=== The task ===
Report every line of the entries below that contains the string "young", copying each such line in full. Case counts, so match the capitalization exactly.

----- Given data

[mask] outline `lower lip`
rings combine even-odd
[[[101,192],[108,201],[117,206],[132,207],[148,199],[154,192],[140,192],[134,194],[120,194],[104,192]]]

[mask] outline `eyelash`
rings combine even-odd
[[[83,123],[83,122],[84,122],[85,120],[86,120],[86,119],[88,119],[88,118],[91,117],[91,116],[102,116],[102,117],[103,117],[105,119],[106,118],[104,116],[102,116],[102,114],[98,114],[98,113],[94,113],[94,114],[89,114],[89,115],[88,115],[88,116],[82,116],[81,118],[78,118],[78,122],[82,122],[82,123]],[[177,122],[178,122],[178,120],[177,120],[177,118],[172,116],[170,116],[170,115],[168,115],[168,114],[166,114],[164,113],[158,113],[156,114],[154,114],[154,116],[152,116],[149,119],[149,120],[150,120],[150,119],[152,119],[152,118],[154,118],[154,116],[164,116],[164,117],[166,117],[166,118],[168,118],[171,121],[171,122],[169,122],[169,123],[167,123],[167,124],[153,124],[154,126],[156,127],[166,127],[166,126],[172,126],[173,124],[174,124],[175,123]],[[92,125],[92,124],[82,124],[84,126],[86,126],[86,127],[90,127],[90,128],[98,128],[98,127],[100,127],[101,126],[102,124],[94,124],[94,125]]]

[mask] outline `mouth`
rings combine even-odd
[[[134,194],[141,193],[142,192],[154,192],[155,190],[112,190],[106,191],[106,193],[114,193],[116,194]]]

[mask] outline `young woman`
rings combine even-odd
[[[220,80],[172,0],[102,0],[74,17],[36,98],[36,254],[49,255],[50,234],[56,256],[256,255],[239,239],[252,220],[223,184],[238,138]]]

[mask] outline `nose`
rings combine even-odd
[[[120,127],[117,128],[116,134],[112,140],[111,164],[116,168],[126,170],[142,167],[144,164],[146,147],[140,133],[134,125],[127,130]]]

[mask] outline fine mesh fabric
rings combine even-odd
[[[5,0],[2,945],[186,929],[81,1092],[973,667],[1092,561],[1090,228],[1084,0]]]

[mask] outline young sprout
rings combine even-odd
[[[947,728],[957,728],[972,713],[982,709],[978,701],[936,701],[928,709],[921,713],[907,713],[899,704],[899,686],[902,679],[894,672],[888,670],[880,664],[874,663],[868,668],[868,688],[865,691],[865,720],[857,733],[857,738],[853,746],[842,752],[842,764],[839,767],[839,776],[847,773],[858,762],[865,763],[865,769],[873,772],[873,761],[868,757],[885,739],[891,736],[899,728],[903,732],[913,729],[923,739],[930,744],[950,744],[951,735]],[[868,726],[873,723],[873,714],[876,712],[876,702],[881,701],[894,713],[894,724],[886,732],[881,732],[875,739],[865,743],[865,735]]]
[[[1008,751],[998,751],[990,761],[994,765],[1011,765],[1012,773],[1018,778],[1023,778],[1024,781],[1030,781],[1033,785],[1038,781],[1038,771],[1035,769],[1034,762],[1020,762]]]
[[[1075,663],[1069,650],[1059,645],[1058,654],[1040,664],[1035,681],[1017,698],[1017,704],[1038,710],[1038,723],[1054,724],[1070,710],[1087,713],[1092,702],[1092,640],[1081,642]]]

----------

=== Solution below ===
[mask] outline `young woman`
[mask] outline young sprout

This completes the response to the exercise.